Glauben heißt nicht wissen

Wenn ich über Glauben und Wissen rede, dann denken Viele an einen Gegensatz. Für mich ist das eine die Ergänzung zum anderen. Ich vergleiche glauben und wissen gerne mit gehen und laufen. Natürlich kann man nicht gleichzeitig gehen, wenn man läuft. Aber ich kann gehen und ich kann laufen; ich kann sogar entscheiden, ob ich gehe oder laufe. Wer nur geht, bleibt nicht auf dem Laufenden, wer nur läuft, dem entgeht etwas. Mein Glaube ist eine andere Möglichkeit, ein Problem zu bewältigen, wozu mein Wissen nicht ausreicht – oder eben auch umgekehrt.

Mich beschleicht bei Menschen, die felsenfest überzeugt sind, ihre Forderungen beruhten auf Wissen, das Gefühl, das sie sich irren. Früher wandten sich alle Menschen mit ihrem „Gib, gib, gib!“ an den lieben Gott, heute wenden sich die Bürger an Vater Staat mit demselben „Gib, gib, gib!“.
□ □ □ □
[AUFGABENSTELLUNG]
Führe den Text über Glauben und Wissen im Anschluss an seinen letzten Satz fort.

[DATENTEIL]
□ □ □ □
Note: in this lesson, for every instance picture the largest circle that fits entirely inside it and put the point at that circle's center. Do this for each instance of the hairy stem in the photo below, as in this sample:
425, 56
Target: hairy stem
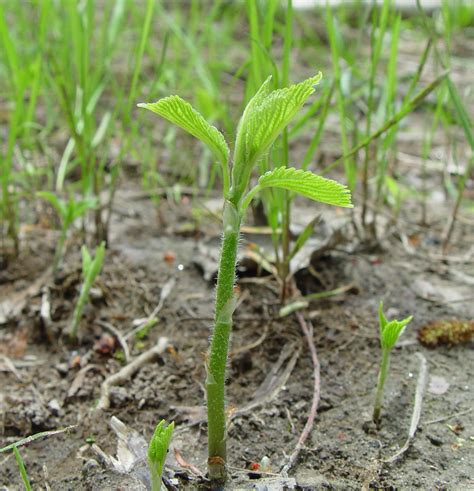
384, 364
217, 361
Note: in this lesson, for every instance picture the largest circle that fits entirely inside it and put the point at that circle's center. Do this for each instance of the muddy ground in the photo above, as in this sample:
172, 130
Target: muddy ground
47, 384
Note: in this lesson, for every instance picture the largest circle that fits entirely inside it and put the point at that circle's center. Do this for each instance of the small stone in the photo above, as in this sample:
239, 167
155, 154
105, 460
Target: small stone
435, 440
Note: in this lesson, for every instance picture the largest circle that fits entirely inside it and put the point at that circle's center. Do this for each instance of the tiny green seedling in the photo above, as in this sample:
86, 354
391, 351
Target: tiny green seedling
□ □ □ □
[LÖSUNG DER AUFGABE]
Das kann mit Geld zu tun haben: Treibstoff soll wegen des CO2-Ausstoßes teurer werden, schon erhebt sich der Anspruch an den Staat, für Ärmere einen Ausgleich zu schaffen. Die Schadstoffe sind aber doch nicht weniger schädlich, weil der Staat das Benzin bezahlt. Die Forderung kann nichts mit Wissen zu tun haben, sondern nur mit dem Glauben, jeder müsse ein Auto fahren dürfen.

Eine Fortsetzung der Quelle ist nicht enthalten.